[EXTRACTED INFORMATION Boundary: Start]

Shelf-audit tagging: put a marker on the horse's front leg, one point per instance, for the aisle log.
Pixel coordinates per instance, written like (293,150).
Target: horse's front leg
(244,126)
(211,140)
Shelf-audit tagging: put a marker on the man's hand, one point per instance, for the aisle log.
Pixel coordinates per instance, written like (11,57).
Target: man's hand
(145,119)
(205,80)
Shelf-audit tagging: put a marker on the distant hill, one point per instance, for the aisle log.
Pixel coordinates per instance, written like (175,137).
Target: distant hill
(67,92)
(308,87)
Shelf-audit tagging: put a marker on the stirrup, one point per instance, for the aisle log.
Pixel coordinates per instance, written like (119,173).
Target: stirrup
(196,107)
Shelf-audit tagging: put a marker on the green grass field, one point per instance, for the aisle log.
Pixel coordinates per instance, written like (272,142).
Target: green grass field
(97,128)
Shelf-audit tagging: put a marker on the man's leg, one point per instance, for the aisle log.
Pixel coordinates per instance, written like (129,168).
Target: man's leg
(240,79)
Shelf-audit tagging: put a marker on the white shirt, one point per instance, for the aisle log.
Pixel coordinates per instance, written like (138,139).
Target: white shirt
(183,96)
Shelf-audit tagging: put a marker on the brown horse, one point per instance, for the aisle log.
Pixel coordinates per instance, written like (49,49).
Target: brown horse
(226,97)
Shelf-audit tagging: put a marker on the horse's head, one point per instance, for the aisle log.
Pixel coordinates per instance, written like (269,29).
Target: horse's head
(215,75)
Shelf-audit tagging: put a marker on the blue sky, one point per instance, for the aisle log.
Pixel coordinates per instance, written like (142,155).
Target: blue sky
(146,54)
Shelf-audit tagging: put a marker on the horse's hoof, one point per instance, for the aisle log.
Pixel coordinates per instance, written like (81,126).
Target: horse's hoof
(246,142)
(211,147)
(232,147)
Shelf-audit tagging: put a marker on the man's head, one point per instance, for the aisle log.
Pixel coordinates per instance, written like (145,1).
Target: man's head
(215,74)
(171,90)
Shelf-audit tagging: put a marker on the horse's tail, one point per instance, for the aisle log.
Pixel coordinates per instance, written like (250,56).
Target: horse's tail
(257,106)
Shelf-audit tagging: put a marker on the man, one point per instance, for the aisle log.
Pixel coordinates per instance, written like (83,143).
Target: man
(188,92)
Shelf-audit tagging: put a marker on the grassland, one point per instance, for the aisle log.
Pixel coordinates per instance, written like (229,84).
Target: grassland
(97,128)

[EXTRACTED INFORMATION Boundary: End]

TASK REQUIREMENTS:
Every record above is to be copied out again exactly as written.

REPLY TO THE EXERCISE:
Shelf-audit tagging: put a marker on the horse's front leg, one point per instance, for the aisle log.
Pixel coordinates per instance, written like (293,150).
Target: horse's front leg
(244,126)
(211,140)
Shelf-audit tagging: put a marker on the man's hand, one point per instance, for the aisle log.
Pixel coordinates per instance, written like (11,57).
Target: man's hand
(145,119)
(205,80)
Shelf-audit tagging: put a marker on the distant hill, one point per instance, for the aisle log.
Pixel coordinates per instance, written like (175,137).
Target: distant hill
(67,92)
(308,87)
Shelf-audit tagging: put a marker on the stirrup, one point per instance, for the aisle log.
Pixel coordinates per instance, written like (119,173).
Target: stirrup
(196,107)
Shelf-audit tagging: put a marker on the green grass field, one point per instance, for the aisle log.
Pixel coordinates per instance, written like (272,142).
Target: green grass field
(97,128)
Shelf-audit tagging: put a marker on the man's leg, one point per instance, for the aisle log.
Pixel coordinates per instance, written like (129,168).
Target: man's leg
(240,79)
Shelf-audit tagging: put a marker on the white shirt, one point per instance, for the aisle log.
Pixel coordinates per instance, written like (138,139).
Target: white shirt
(183,96)
Shelf-audit tagging: put a marker on the brown horse, one point per instance, for the aisle log.
Pixel coordinates per instance, written like (49,49).
Target: brown horse
(226,97)
Shelf-audit tagging: put a marker on the horse's head, one point per instance, for the aisle log.
Pixel coordinates per instance, written like (269,29).
Target: horse's head
(215,75)
Shelf-audit tagging: put a marker on the blue sky, one point per instance, for the aisle log.
Pixel coordinates per instance, written like (142,155).
Target: blue sky
(146,54)
Shelf-audit tagging: put a marker on the horse's hoof, one point per instance, for the aisle log.
Pixel coordinates per instance, written like (81,126).
Target: horse's hoof
(246,142)
(211,147)
(232,147)
Shelf-audit tagging: put a marker on the man's head, one point per instance, for the aisle log.
Pixel coordinates per instance, written like (145,1).
Target: man's head
(215,74)
(171,90)
Shelf-audit tagging: put a marker on the horse's tail, one point per instance, for the aisle log.
Pixel coordinates per instance, written like (250,56).
Target: horse's tail
(257,106)
Shelf-audit tagging: put a marker on the man, one point per instance, for the aisle log.
Pixel coordinates per instance, written like (83,143).
Target: man
(188,92)
Shelf-audit tagging: put a marker on the grassland, one point per instance, for the aisle log.
Pixel coordinates per instance, written like (229,84).
Target: grassland
(97,128)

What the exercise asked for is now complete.